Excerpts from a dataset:

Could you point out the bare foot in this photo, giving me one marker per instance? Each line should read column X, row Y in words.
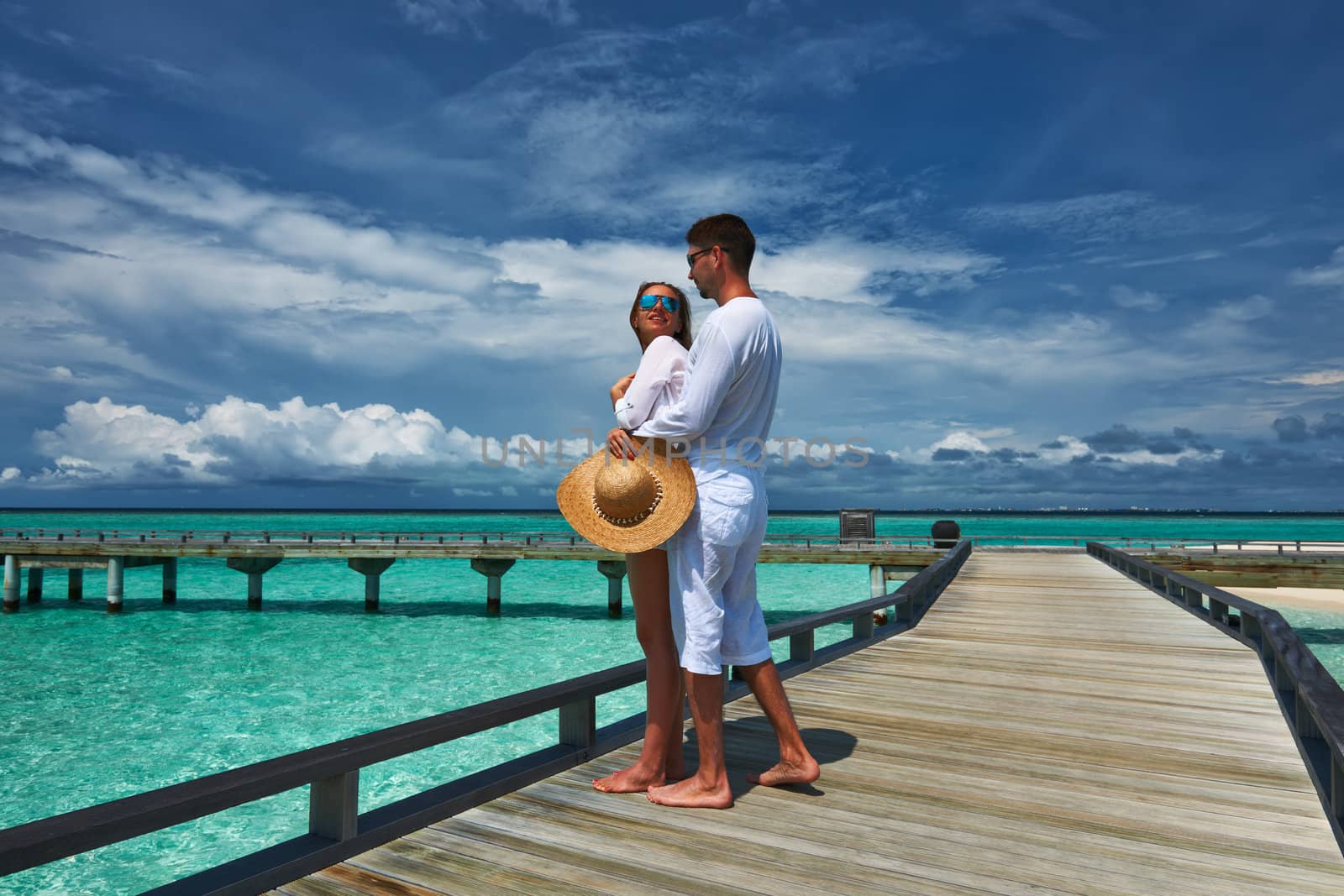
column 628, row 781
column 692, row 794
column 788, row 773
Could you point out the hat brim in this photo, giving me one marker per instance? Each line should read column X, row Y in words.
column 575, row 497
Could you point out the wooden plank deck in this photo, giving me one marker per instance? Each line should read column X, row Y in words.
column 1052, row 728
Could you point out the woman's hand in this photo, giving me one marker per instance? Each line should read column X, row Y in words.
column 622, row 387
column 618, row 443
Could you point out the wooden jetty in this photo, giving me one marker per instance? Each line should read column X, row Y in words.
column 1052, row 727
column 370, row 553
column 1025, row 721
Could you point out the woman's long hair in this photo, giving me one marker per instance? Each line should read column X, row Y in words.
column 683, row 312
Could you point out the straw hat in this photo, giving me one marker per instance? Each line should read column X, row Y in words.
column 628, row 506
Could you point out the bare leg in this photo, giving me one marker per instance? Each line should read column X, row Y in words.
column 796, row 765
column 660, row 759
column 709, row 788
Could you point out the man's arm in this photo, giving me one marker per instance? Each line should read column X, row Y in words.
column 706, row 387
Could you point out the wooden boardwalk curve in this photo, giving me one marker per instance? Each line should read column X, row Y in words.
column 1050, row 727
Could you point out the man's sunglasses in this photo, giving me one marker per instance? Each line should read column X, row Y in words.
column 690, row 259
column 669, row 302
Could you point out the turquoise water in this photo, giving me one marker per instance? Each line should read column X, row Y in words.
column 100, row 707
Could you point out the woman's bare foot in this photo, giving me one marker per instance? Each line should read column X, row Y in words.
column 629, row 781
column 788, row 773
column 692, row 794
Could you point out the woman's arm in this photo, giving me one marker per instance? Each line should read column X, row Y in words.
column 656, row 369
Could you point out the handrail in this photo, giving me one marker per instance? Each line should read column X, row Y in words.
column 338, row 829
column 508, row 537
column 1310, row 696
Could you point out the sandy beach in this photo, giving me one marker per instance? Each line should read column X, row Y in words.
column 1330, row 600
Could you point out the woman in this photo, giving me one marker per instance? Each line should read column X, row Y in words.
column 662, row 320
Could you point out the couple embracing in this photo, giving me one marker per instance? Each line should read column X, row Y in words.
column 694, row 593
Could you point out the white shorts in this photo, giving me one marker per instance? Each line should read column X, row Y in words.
---
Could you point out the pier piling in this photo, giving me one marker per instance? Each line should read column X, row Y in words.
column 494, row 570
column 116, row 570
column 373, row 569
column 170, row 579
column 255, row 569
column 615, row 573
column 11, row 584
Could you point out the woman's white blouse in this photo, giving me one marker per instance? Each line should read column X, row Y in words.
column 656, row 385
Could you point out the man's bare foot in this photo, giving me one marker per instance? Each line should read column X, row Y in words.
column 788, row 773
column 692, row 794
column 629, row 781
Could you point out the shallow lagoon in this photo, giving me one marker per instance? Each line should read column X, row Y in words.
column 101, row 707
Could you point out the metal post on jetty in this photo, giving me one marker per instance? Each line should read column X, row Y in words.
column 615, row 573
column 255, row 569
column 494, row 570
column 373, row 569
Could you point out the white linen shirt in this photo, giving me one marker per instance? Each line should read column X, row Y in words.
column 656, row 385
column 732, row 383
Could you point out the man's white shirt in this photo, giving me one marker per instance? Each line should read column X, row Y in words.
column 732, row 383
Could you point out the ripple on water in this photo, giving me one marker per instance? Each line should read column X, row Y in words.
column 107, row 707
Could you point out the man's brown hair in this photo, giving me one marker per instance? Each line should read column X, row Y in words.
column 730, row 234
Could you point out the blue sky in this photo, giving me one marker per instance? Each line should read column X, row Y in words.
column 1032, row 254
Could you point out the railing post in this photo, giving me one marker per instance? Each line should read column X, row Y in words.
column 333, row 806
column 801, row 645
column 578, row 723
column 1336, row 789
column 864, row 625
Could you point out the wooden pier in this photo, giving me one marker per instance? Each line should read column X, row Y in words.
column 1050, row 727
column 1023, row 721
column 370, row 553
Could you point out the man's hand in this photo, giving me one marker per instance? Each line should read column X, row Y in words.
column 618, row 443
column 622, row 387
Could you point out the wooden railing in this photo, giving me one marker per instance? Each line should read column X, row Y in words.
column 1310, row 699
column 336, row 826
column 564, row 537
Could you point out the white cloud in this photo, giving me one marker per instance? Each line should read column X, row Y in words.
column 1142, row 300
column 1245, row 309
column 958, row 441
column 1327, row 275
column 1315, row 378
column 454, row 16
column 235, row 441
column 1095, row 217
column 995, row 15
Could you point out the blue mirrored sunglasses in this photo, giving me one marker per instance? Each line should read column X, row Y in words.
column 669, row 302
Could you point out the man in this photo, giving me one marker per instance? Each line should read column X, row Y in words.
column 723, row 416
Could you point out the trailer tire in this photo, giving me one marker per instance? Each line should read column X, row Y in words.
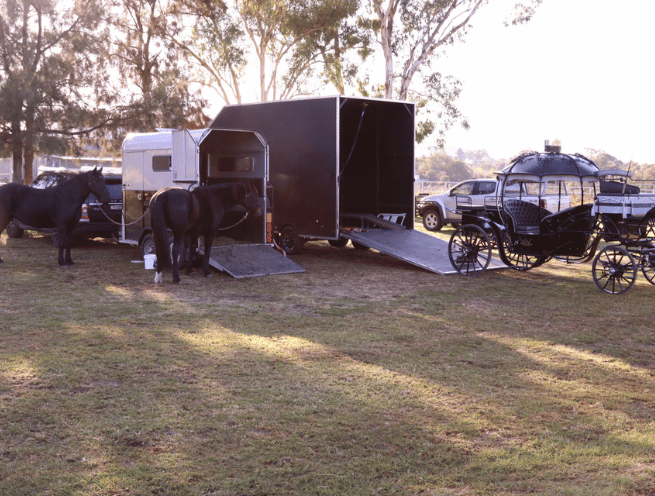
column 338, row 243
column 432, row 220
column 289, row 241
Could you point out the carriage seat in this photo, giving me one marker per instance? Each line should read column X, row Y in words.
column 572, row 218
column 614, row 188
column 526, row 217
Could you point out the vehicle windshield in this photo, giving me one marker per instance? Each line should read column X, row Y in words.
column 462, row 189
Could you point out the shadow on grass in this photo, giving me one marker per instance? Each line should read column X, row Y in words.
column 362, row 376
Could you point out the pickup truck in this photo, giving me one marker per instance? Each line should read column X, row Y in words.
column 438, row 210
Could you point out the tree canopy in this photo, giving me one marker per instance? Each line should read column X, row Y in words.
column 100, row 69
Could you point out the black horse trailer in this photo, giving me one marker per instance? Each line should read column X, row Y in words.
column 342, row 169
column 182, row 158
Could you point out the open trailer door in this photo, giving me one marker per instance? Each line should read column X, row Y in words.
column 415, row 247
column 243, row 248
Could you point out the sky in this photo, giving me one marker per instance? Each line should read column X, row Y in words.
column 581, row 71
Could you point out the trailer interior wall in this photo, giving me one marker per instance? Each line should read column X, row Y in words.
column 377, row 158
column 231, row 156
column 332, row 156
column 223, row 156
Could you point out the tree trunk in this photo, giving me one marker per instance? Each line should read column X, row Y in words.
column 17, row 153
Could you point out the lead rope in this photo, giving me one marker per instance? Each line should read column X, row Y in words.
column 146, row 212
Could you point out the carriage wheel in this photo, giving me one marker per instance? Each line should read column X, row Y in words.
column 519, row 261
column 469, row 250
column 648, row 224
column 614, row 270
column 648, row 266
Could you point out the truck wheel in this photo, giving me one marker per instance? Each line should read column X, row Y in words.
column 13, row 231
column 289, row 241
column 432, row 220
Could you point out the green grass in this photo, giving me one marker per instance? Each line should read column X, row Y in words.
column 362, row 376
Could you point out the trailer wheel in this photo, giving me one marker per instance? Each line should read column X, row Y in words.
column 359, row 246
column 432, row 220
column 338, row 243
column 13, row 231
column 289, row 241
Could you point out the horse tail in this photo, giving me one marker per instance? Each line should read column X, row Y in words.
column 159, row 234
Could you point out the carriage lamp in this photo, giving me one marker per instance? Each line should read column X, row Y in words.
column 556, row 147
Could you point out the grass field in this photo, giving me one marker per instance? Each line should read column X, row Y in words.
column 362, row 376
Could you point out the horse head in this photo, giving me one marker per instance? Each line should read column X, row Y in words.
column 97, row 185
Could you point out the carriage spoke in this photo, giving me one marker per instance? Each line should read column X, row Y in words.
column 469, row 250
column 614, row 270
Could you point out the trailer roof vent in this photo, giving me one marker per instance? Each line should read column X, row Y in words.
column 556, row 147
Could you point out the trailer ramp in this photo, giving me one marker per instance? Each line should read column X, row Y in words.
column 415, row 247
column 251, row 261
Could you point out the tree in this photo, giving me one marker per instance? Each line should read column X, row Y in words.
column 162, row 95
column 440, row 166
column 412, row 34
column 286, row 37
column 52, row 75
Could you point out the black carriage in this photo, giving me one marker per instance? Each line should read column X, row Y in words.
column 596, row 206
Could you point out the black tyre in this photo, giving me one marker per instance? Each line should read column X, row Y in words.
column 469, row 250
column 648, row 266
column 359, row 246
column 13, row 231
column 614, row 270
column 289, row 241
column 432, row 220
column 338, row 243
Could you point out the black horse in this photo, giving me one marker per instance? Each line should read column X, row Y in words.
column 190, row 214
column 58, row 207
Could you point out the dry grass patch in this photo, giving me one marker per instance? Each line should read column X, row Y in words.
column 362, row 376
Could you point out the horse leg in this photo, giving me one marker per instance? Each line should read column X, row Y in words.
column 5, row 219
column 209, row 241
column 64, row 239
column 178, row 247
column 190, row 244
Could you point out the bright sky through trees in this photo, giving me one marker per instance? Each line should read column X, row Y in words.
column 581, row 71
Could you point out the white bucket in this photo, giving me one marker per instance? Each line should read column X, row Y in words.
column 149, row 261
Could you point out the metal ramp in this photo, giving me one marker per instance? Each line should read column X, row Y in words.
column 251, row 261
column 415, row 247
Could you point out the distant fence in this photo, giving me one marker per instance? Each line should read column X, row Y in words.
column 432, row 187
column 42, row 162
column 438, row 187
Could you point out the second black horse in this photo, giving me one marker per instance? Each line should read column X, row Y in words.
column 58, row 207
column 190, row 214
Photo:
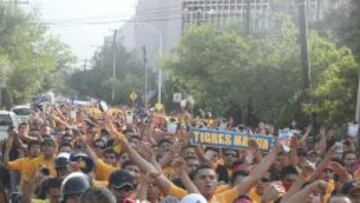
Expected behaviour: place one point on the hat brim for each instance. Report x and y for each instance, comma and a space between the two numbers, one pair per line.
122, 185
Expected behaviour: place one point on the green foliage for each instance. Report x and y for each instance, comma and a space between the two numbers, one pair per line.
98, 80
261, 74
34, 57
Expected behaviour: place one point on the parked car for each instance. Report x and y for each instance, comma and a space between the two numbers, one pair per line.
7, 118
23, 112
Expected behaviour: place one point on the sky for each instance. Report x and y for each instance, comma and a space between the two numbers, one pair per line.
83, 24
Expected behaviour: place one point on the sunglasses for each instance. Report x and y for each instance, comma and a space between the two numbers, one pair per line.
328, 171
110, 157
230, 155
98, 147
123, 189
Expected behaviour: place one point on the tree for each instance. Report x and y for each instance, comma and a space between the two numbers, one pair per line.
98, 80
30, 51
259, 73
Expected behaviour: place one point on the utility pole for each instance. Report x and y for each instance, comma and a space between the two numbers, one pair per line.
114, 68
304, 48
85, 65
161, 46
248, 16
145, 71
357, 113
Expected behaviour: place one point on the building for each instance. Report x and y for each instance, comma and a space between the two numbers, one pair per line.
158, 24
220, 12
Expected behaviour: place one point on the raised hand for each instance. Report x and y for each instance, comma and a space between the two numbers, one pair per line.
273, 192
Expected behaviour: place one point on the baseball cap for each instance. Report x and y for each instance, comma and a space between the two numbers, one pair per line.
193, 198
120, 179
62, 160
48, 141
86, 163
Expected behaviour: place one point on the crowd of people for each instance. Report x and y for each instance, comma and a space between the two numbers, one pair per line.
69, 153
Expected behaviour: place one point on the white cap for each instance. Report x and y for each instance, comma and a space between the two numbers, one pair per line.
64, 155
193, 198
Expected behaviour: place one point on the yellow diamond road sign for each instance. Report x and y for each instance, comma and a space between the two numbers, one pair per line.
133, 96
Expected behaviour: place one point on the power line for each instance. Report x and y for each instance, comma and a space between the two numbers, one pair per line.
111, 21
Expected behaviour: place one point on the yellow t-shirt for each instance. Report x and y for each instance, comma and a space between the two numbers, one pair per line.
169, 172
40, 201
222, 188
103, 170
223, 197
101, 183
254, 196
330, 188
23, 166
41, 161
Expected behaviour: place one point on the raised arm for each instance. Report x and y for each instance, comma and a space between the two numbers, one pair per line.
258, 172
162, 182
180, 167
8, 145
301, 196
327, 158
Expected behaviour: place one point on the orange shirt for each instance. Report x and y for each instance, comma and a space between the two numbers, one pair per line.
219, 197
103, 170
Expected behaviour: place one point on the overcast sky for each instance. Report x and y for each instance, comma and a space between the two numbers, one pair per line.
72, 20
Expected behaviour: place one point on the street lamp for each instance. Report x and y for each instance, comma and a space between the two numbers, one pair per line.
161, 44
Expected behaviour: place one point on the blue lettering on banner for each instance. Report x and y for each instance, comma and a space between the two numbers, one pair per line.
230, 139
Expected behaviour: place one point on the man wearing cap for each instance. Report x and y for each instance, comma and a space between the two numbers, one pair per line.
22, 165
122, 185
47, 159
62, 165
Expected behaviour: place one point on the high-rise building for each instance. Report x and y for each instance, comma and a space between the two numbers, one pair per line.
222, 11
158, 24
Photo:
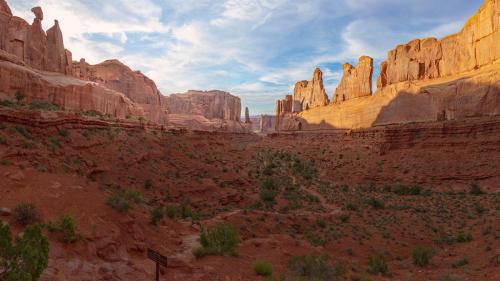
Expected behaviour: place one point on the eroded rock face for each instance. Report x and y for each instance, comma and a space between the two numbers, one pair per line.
--
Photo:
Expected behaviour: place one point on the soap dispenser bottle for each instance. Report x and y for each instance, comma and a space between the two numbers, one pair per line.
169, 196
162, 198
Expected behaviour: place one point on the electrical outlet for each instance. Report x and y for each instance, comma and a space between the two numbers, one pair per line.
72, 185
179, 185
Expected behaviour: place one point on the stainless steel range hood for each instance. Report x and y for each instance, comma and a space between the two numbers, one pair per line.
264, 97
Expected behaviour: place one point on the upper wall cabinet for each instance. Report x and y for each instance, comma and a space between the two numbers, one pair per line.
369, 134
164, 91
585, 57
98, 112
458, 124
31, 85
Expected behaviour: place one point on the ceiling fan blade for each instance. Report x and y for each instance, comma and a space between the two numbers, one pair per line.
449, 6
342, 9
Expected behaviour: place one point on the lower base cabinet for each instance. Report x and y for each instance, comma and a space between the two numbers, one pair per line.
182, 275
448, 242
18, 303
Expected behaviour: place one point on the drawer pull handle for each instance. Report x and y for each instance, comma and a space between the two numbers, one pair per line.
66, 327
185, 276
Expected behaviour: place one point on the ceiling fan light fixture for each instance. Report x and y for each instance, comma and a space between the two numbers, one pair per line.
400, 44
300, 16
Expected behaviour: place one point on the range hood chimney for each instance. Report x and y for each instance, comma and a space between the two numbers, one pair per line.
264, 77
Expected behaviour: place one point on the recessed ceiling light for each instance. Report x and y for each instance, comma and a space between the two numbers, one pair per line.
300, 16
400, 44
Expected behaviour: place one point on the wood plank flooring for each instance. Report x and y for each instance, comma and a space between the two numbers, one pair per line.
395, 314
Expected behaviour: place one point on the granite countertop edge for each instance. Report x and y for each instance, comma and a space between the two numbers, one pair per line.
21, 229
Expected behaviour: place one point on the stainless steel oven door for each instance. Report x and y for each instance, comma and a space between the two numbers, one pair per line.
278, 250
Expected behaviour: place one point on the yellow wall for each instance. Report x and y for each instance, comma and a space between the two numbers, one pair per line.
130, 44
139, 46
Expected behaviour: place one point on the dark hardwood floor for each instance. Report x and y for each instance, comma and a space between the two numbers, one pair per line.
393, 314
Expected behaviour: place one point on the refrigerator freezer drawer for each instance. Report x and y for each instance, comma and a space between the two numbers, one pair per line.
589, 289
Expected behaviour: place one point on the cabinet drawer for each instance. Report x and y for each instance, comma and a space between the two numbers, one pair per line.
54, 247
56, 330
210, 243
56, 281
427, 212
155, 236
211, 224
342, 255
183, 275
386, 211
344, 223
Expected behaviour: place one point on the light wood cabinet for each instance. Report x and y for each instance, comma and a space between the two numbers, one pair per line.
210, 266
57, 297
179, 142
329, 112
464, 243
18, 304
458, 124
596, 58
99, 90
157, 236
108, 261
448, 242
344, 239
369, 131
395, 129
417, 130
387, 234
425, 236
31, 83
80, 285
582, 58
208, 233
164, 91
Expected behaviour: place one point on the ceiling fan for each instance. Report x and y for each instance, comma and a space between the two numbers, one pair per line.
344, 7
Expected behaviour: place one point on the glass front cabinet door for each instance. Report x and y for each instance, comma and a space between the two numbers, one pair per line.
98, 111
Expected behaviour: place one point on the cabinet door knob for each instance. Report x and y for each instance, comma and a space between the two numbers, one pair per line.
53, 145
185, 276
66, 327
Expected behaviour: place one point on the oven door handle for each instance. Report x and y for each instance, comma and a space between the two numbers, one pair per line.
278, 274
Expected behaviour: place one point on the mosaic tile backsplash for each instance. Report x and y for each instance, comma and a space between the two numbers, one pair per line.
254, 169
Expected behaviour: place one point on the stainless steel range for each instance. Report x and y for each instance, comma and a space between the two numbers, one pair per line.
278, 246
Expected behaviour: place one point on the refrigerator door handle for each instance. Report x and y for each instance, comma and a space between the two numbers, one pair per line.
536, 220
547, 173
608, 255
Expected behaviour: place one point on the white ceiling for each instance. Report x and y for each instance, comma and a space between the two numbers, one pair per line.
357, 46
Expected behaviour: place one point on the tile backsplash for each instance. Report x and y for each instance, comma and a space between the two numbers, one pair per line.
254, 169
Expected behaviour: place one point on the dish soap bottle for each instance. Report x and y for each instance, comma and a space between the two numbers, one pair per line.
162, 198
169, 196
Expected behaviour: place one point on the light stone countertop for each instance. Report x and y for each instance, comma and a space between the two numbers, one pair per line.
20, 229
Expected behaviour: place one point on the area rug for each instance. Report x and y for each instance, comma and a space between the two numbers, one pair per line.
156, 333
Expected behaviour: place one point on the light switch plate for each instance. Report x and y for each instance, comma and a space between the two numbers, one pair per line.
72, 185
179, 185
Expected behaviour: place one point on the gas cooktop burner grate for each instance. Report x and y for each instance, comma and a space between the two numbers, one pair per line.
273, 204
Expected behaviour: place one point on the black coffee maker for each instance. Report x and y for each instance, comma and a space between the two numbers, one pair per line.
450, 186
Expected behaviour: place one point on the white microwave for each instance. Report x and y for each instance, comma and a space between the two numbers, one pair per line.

_Brief:_ Set down again, word for word, every line from the one with "Expected behaviour: place one point on the high-rise" to the one with "Expected behaviour: place one point on the eroded" in the entries above, and omit the pictures.

_Expected output:_
Expected behaviour: place one point on the high-rise building for each instance. Report x and y for each instance, comma and a space between the two numbers, one pair per line.
222, 11
158, 24
Photo:
Expected behaviour: place one point on the eroded rock face for each instance. Report x and y for each instance, comma and a space between the two numbers, one pair per line.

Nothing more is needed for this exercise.